**To be done:** Images are excluded; otherwise, output every record exactly.
* begin Provided material *
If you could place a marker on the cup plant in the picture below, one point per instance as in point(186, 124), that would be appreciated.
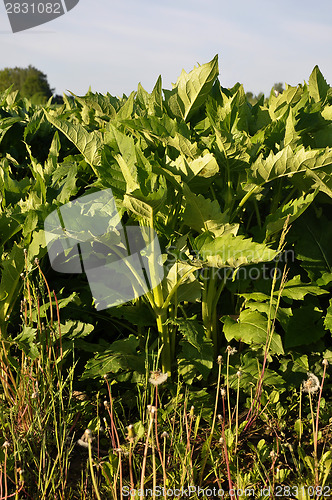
point(239, 196)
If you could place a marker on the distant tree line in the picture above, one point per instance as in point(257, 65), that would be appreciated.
point(277, 87)
point(33, 84)
point(30, 82)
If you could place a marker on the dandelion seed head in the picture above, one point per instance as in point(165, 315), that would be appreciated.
point(311, 385)
point(131, 431)
point(157, 378)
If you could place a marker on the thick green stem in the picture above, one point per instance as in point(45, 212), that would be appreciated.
point(161, 316)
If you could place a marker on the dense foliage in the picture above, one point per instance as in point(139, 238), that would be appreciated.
point(240, 197)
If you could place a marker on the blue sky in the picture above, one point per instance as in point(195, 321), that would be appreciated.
point(113, 45)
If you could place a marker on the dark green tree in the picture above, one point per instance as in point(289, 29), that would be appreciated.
point(30, 82)
point(278, 87)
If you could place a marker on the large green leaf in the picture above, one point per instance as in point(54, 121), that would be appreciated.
point(296, 290)
point(203, 214)
point(88, 143)
point(191, 89)
point(251, 328)
point(313, 237)
point(275, 221)
point(287, 163)
point(197, 350)
point(305, 327)
point(318, 88)
point(232, 251)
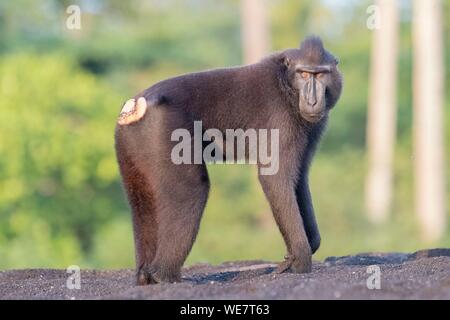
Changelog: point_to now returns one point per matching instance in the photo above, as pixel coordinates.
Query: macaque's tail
(132, 111)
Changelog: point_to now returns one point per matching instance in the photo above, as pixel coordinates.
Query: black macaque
(292, 91)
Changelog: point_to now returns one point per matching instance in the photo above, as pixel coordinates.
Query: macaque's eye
(305, 75)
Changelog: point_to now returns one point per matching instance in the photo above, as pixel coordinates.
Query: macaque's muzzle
(312, 100)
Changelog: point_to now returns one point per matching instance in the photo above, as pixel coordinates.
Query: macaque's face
(318, 83)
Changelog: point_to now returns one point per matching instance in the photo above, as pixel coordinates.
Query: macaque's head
(312, 73)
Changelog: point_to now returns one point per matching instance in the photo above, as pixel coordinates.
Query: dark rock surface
(421, 275)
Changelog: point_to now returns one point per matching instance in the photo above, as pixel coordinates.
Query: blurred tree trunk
(381, 118)
(428, 116)
(254, 30)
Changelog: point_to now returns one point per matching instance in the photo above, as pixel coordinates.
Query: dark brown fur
(168, 200)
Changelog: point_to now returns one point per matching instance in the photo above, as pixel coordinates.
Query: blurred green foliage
(61, 200)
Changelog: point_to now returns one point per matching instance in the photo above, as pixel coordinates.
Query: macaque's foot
(295, 264)
(147, 276)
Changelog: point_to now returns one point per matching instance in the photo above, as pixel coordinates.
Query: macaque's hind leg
(182, 199)
(142, 201)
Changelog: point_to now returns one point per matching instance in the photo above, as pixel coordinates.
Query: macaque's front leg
(281, 196)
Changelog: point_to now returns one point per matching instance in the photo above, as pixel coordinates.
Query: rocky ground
(421, 275)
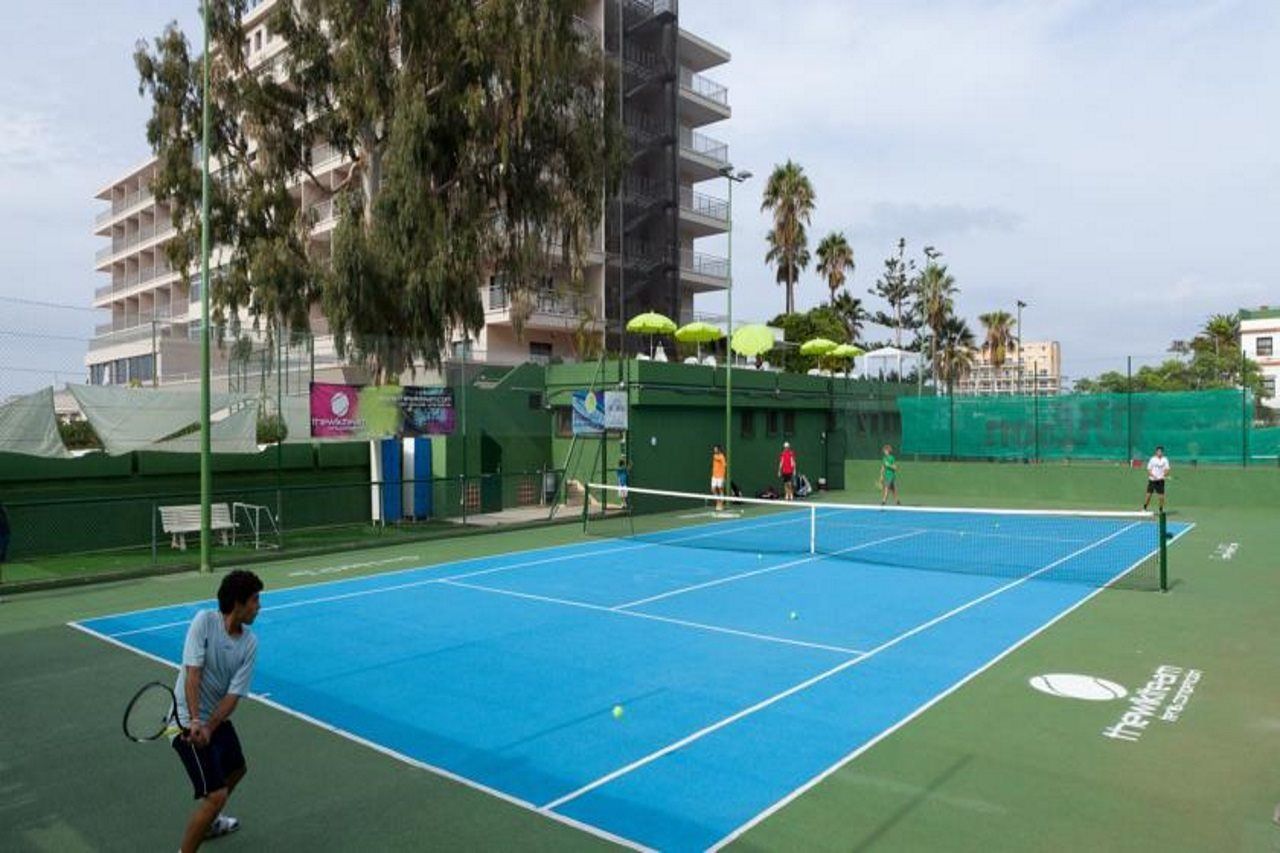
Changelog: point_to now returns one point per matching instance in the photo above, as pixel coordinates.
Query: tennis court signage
* end Provided material *
**Correct result:**
If you could place a marker on the cup plant in the picture below, one point per instance as in point(186, 124), that would be appreciated.
point(239, 196)
If you could place a marker on the distant tree line in the picture above, one point per instance as in point(257, 65), that would be appreciated.
point(277, 87)
point(33, 84)
point(30, 82)
If you could place a marker on the dandelion seed head in the picture above, one point per instance as in point(165, 315), that would be appreciated.
point(311, 385)
point(131, 431)
point(157, 378)
If you could place a marker on the thick green stem in the picture above, one point per instance as in point(45, 212), that would be appreciated.
point(161, 316)
If you could place a marker on the dense foliage in the picture above, one point per instance as in point(139, 238), that would be appreciated.
point(240, 197)
If you could place a marker on the blue sky in the picture above, one point per instance as in point(195, 321), that would be appreciated.
point(113, 45)
If you could place a marker on the dark green tree in the picture above, one point per instance as in point(289, 29), that would be appreciated.
point(30, 82)
point(278, 87)
If you could place a marker on the large green leaf in the picture above, one point per instance as in point(54, 121), that would be appreciated.
point(296, 290)
point(203, 214)
point(88, 143)
point(191, 89)
point(251, 328)
point(313, 237)
point(275, 221)
point(287, 163)
point(197, 350)
point(305, 327)
point(318, 88)
point(232, 251)
Changelog: point_to now returns one point per matching instance in the photo above, as pixel coordinates.
Query: macaque's tail
(132, 111)
Changelog: point_to now returns one point per matching instance in the photo above, as pixel coordinates.
Query: black macaque
(292, 91)
Changelog: point_to now returns one point per matching instance in the photo above, as pixel coordinates.
Query: macaque's eye
(305, 75)
Changelog: point_to now returns one point per matching instance in the photo above, as pixel coordinates.
Query: macaque's muzzle
(312, 100)
Changelog: point_to now returns one point per matching instance in the photo above, as pixel coordinates.
Query: macaque's face
(318, 83)
Changelog: point_to now returns one point per matching instance in the photo above, as pixel coordinates.
Query: macaque's head
(312, 73)
Changelog: point_to now returns one point per matching instance in the photo above, as pixel coordinates.
Query: dark rock surface
(421, 275)
Changelog: point_to now returns one point per matching instance in the photo above, as pixel coordinates.
Query: blurred tree trunk
(381, 118)
(428, 116)
(254, 30)
Changelog: point_to now returns one point per matching instance in the photo above, as pixel coordinates.
Query: dark brown fur
(168, 200)
Changelog: point_to now returns one point per matching instance in the photo above, as pixel coordinates.
Query: blurred green foliage
(61, 200)
Changelog: point_to now returns one point per matching instance in the photo above, as pixel coordinates.
Query: macaque's foot
(295, 264)
(147, 276)
Changelog: point_to now returns one point per matching instance in the photo above, as pixel coordinates.
Query: macaque's hind leg
(182, 199)
(142, 201)
Changelog: point_to now returns one point per matching instance in the photo above, as pixel coordinates.
Query: macaque's front leg
(281, 196)
Changelog: point_to now returns one point per matching instance in the photo above, as pixel coordinates.
Query: rocky ground
(421, 275)
Changelog: point_to now returns one point per matching instance in the photo above, as pixel coordinates.
Query: tennis court signage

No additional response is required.